• _Set exercise 1_:
From the records below, list every line that contains the string "woman", treating uppercase and lowercase as different.

• _Text to read_:
-.-.-

Why are they dumb? Free tag.
Imagine being the only fish without a tag. Everyone at school will know how lame you are.
This comment. Please see here.
It would be illegal not to have a tag. If the fish has nothing to hide, it shouldn't worry about being tagged.
And, also, the fish gets tagged for its own good.
They'll even call you tinfoil fish.
Catching fish is theoretically not perfectly random (risk-averse fish are less likely to get selected/caught) but that's the best method in those circumstances and it's reasonable to argue that the effect is insignificant.
You make a very weak argument, and are simply assuming the conclusion.
What makes it the "best method"? Would it be better to use a seine, or a trap, or hook-and-line? How would we know if there are subpopulations that have different likelihood of capture by different methods?
To say it's "reasonable to argue that the effect is insignificant" is purely assertion. Why is it unreasonable to argue that a fish could learn from the first experience and be less likely to be captured a second time?
If what you mean is that it's better than a completely blind guess, then I'd agree. But it's not clearly the best method nor is it clearly unbiased.
Fair points. But, mark-recapture is about practicality. It's not perfect, but it's a solid compromise between accuracy and feasibility (so I mean best in these regards, to be 100% clear). Sure, different methods might skew results, but this technique is about getting a reliable estimate, not pinpoint accuracy. As for learning behavior in fish, that's considered in many studies (and many other things, like listed here: https://fishbio.com/fate-chance-encounters-mark-recapture-st... ), but overall, it doesn't hugely skew the population estimates. So, again, it's about what works best in the field, not in theory.

-.-.-

• _Input data_:
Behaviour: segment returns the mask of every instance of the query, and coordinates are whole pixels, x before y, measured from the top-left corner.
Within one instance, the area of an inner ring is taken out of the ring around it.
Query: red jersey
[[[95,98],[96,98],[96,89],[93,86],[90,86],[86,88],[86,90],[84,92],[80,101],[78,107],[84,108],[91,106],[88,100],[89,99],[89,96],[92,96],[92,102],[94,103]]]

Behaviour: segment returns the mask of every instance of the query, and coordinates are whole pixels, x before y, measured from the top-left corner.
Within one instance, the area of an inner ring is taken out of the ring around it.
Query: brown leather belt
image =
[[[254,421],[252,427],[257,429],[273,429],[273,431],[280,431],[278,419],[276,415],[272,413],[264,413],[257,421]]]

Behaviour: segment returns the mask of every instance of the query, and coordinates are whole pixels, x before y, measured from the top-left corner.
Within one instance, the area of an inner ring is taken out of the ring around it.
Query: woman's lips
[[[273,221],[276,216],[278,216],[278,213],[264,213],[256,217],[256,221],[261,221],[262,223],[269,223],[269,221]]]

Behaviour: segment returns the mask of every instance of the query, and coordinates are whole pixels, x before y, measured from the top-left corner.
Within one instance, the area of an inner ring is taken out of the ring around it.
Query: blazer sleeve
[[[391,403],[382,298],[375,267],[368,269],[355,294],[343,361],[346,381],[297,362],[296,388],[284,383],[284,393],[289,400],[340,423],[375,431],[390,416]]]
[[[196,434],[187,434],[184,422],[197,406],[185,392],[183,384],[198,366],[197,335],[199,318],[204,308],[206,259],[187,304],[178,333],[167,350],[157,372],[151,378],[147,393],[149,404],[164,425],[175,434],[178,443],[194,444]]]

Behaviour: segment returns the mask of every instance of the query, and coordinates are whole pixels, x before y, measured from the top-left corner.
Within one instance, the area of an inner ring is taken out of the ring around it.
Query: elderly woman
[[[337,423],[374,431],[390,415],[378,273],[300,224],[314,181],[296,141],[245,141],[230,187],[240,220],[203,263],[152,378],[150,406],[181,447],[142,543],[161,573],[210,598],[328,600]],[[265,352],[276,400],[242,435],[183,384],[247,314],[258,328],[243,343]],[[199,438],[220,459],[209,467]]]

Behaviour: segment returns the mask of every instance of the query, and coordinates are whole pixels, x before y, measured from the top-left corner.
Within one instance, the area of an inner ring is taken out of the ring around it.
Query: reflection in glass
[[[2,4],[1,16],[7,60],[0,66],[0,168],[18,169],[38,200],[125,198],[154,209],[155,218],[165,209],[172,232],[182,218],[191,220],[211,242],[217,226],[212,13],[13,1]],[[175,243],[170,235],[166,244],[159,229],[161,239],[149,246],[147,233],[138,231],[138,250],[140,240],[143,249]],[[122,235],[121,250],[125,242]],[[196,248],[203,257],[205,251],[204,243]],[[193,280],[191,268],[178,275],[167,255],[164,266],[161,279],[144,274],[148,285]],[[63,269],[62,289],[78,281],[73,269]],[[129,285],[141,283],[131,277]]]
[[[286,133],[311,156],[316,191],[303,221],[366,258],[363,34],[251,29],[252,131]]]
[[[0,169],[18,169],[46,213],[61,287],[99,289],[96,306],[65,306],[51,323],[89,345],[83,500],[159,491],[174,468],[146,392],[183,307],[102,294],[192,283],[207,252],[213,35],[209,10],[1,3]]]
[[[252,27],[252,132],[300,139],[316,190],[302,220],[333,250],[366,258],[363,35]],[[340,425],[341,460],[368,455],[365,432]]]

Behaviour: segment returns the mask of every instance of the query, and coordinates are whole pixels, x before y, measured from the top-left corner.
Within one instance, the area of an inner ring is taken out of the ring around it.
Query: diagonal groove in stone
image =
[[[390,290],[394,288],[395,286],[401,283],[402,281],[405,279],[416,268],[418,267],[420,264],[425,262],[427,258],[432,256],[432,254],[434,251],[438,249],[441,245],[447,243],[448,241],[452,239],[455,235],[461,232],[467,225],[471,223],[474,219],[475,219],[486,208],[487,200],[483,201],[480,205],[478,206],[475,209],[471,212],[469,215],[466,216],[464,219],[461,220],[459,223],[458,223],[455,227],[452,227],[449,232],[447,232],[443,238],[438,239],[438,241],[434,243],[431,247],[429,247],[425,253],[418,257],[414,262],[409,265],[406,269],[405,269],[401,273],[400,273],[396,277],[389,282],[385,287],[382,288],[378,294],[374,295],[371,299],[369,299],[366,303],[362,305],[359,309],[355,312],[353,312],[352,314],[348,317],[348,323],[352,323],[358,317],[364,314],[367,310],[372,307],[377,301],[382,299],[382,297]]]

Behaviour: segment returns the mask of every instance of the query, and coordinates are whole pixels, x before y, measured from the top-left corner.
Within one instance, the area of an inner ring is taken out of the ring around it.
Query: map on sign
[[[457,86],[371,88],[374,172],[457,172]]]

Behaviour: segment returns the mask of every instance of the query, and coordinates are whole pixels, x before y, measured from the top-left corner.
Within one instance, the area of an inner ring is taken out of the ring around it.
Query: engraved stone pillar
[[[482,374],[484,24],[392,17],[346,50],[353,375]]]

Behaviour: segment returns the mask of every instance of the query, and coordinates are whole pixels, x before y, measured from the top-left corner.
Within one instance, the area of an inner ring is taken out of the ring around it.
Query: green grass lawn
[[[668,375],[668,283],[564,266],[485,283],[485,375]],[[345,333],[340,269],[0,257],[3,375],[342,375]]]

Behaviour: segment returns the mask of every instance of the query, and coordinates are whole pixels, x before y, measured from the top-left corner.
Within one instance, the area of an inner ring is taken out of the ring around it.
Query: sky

-.-.-

• _Set exercise 2_:
In the thread about tagging fish, what does one comment say the untagged fish will even be called?

• _Exercise output 1_:
Query: woman's lips
Query: elderly woman

• _Exercise output 2_:
Tinfoil fish.